> [Task details]
Print every line of the listing exactly, please.

::: Record set :::

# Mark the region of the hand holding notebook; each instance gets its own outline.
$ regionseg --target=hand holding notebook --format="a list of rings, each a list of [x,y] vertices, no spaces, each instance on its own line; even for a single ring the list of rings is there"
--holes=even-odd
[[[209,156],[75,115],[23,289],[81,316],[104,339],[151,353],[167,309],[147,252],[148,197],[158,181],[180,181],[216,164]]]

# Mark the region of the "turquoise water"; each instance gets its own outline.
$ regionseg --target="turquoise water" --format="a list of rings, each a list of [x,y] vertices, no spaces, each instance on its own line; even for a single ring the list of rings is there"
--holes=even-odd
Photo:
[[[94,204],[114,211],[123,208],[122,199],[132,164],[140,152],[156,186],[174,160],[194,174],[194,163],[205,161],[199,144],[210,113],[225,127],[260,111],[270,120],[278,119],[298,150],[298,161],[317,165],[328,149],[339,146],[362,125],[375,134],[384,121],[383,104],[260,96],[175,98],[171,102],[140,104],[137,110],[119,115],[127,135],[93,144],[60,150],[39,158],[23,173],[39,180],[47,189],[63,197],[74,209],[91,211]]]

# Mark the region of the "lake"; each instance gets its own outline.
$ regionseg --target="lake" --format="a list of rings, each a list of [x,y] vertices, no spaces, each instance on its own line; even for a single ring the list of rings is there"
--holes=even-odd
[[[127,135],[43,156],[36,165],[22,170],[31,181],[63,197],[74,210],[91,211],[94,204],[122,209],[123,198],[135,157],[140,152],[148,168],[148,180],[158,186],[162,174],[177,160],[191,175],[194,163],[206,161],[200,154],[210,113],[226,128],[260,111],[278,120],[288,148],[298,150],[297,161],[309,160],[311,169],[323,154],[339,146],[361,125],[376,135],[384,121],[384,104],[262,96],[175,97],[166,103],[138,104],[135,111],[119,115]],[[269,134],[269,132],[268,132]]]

:::

> [Solution]
# Mark the region of the hand holding notebook; each instance gets its own outline.
$ regionseg --target=hand holding notebook --format="a list of rings, each a list of [x,y] vertices, no spaces, each instance on its own line; even for a single ring the list of rings is there"
--holes=even-odd
[[[209,156],[75,115],[23,289],[81,316],[104,339],[151,353],[167,309],[147,252],[148,197],[158,181],[180,181],[216,164]]]

# Mark the region of the "turquoise water"; each instance gets its own outline.
$ regionseg --target="turquoise water" --format="a list of rings, each a list of [x,y] vertices, no spaces, each instance on its own line; even for a single ring the list of rings is there"
--holes=even-odd
Photo:
[[[94,204],[114,211],[123,208],[122,199],[132,164],[140,152],[156,186],[174,160],[194,174],[194,163],[205,161],[199,144],[210,113],[225,127],[260,111],[270,120],[278,119],[298,150],[298,161],[317,165],[328,149],[339,146],[362,125],[375,134],[384,121],[383,104],[260,96],[175,98],[171,102],[140,104],[137,110],[119,115],[127,135],[93,144],[60,150],[39,158],[23,173],[39,180],[47,189],[63,197],[74,209],[91,211]]]

# Mark the region of the "lake"; each instance gets its own outline.
$ regionseg --target="lake" --format="a list of rings, each a list of [x,y] vertices, no spaces, each instance on its own line; even for a single ring the list of rings is there"
--holes=even-odd
[[[127,135],[43,156],[36,165],[22,170],[31,181],[63,197],[74,210],[91,211],[94,204],[122,209],[123,198],[135,157],[140,152],[148,168],[148,180],[158,186],[162,174],[177,160],[191,175],[194,163],[206,161],[200,154],[210,113],[226,128],[260,111],[278,120],[288,148],[298,150],[297,161],[309,160],[311,169],[323,154],[339,146],[361,125],[376,135],[384,121],[384,104],[262,96],[175,97],[166,103],[138,104],[135,111],[119,115]],[[269,134],[269,132],[268,132]]]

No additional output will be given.